===== DATASET EXCERPTS

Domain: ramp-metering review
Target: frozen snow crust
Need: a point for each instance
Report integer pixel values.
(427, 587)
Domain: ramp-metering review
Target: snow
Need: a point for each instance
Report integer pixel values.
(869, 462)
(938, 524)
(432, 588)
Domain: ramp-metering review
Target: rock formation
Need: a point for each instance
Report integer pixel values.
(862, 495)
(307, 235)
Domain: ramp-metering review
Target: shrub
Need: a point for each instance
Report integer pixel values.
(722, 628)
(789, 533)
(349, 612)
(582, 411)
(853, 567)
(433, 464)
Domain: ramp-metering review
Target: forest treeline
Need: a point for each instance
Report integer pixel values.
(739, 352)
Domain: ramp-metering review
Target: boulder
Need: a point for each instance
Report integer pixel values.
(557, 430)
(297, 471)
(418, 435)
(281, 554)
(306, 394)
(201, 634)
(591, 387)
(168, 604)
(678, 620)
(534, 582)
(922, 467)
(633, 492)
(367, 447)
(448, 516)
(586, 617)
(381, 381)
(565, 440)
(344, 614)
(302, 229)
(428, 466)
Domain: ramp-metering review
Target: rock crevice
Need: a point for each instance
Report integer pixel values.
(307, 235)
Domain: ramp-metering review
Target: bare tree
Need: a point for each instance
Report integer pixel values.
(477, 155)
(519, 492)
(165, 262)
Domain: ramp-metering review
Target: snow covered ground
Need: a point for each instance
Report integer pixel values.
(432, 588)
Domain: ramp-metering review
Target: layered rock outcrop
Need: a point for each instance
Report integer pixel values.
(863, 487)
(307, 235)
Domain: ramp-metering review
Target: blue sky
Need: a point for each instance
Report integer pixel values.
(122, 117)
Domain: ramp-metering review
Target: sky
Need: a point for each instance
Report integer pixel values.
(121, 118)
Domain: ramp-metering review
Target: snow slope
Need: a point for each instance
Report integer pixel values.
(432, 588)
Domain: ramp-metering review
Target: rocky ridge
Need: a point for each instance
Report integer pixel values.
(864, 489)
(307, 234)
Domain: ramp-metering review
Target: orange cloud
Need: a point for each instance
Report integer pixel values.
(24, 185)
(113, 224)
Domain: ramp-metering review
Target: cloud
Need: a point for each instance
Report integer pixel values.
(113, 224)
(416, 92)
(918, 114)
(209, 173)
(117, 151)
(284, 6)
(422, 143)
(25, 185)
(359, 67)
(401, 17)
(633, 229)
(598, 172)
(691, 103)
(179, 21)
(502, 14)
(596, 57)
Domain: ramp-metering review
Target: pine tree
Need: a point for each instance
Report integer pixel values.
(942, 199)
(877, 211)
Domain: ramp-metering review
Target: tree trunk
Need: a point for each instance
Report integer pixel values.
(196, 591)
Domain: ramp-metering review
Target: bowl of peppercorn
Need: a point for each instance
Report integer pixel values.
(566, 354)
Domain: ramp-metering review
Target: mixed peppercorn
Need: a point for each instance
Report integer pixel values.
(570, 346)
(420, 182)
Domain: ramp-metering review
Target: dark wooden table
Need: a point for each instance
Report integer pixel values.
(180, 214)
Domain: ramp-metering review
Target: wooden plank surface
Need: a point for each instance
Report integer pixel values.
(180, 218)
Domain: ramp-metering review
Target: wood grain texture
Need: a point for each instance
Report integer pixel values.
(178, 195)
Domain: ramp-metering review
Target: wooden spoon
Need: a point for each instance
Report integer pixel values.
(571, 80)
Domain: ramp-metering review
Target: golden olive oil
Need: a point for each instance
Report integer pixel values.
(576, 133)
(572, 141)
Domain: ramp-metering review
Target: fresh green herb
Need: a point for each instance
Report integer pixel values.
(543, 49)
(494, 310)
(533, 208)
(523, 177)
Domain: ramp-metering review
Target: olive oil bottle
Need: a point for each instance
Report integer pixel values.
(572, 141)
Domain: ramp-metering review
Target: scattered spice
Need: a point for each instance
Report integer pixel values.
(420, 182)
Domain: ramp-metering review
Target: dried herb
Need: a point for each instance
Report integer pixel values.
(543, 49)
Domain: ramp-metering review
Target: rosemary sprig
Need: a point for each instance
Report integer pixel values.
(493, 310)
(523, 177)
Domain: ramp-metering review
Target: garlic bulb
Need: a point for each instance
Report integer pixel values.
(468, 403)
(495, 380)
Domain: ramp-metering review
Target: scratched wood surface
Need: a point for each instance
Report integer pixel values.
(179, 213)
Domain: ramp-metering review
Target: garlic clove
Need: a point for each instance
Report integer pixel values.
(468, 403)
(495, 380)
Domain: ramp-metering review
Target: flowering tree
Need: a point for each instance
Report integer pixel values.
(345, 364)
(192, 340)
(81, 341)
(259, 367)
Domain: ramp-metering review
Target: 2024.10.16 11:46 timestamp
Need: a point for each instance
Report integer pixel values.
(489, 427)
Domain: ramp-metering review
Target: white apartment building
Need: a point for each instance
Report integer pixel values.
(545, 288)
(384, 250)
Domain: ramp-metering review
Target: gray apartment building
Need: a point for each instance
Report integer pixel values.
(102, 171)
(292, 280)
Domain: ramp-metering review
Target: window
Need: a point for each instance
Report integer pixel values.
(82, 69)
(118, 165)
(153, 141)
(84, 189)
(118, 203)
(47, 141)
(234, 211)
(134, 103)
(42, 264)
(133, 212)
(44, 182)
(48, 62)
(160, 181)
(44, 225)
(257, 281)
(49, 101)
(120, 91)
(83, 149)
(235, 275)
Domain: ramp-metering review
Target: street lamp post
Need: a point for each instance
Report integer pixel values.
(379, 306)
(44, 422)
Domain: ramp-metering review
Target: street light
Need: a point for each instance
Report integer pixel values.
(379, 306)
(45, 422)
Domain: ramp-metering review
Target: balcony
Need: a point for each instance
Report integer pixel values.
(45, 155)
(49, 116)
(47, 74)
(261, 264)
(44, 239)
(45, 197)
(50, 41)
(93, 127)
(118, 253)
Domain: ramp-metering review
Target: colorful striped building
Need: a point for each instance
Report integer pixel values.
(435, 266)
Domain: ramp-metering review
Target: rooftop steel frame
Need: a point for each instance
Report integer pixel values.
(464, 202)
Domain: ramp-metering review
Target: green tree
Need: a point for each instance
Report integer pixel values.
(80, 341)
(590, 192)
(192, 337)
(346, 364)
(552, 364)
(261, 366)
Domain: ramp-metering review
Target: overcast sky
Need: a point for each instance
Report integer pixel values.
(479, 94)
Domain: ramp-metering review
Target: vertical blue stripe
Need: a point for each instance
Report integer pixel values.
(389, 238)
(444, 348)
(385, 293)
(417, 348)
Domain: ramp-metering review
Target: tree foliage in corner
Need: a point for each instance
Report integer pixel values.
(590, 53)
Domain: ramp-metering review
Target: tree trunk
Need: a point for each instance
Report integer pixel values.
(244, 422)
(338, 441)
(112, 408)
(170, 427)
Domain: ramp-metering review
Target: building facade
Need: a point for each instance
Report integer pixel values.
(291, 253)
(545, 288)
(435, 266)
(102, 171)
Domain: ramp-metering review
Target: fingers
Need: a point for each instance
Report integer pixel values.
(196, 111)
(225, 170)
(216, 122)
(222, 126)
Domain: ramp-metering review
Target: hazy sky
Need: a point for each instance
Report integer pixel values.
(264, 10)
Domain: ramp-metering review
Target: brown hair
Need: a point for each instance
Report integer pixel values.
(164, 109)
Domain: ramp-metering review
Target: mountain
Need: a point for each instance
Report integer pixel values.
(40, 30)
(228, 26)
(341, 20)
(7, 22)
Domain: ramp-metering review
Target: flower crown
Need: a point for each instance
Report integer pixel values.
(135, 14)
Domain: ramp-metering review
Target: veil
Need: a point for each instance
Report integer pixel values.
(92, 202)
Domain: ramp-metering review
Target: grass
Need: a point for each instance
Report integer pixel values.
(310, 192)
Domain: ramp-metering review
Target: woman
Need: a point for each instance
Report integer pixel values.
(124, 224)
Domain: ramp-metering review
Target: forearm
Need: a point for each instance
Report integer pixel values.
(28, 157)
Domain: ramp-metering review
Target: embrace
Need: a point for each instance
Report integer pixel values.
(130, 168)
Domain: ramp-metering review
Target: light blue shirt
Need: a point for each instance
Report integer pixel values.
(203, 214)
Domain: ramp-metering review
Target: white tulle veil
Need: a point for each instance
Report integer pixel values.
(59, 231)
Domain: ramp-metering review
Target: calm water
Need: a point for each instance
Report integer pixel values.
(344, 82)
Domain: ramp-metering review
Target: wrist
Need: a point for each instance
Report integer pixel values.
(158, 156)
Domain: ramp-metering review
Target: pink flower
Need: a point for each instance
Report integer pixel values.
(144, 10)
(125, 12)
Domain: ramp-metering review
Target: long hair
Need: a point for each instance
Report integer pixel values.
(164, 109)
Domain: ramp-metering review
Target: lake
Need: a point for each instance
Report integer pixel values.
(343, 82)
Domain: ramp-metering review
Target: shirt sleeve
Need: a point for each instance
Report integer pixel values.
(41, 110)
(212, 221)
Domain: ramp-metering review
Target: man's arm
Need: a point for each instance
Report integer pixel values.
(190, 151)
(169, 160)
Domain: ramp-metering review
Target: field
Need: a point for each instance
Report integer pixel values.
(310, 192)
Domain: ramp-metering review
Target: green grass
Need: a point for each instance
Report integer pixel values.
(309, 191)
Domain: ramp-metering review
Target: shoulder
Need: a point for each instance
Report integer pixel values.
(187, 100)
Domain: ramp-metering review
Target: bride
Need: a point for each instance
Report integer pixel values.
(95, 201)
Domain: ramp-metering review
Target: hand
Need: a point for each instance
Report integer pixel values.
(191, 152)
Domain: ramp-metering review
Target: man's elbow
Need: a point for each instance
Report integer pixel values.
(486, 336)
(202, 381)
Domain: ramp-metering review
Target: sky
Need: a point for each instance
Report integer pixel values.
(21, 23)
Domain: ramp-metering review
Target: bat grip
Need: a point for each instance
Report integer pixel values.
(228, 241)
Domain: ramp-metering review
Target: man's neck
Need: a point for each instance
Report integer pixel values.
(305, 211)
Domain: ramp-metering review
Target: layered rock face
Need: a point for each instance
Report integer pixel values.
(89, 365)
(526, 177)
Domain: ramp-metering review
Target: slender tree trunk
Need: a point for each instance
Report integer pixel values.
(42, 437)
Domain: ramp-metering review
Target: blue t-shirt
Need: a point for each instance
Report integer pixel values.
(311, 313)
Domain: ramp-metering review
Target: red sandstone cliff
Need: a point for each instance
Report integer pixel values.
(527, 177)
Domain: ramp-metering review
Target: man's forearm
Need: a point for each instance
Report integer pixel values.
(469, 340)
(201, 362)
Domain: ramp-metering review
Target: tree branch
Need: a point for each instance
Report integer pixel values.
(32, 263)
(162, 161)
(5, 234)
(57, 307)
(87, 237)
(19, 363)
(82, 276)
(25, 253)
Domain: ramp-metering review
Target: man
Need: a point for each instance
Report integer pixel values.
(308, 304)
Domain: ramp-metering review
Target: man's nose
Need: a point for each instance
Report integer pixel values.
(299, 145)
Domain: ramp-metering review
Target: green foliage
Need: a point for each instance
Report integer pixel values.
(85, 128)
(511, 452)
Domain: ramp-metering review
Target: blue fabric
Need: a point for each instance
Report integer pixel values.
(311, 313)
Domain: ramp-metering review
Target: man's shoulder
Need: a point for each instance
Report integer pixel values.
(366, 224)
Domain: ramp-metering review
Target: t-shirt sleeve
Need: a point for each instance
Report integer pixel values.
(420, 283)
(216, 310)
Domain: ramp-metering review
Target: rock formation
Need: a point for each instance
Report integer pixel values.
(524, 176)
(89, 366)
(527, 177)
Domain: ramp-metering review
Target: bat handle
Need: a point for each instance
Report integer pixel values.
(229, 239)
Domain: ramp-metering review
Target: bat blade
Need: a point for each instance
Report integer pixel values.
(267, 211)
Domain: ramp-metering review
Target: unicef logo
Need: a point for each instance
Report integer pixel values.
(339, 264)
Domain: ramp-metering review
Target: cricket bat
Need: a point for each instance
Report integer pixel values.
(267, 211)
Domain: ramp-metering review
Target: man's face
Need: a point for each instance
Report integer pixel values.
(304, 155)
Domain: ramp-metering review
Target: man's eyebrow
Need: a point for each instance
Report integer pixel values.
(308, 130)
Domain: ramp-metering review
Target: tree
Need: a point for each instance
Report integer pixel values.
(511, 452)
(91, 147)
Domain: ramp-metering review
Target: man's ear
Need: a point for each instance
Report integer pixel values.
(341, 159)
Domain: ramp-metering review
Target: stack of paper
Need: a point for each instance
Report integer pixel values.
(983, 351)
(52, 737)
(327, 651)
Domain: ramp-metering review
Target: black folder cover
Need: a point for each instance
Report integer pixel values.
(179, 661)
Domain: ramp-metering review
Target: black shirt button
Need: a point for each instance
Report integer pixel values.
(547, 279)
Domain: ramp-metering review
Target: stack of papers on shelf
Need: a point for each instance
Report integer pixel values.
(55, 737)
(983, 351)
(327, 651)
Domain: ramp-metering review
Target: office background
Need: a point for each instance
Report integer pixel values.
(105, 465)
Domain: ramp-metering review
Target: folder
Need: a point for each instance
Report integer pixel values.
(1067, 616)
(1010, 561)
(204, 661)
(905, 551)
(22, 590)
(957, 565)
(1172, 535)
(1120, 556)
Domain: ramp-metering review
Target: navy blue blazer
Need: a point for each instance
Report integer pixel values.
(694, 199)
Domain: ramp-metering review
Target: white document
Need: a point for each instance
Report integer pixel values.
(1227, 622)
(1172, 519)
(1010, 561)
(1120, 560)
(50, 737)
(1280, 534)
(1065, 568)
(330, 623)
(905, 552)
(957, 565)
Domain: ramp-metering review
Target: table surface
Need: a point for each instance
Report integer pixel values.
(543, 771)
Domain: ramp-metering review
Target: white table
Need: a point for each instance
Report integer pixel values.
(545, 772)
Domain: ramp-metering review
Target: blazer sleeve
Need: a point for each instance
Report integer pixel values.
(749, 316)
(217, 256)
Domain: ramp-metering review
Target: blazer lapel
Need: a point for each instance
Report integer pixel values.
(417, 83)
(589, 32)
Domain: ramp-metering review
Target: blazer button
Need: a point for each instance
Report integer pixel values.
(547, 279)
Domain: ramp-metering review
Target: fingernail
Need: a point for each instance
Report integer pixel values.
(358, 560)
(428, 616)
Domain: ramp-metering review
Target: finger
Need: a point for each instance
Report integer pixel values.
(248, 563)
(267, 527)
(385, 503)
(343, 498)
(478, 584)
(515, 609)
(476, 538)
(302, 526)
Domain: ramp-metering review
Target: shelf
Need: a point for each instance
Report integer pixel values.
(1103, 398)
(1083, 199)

==========

-- TASK REQUIREMENTS --
If a line in the records holds the string "herb", copy it.

-- ANSWER TO THIS TASK --
Target: fresh green herb
Target: dried herb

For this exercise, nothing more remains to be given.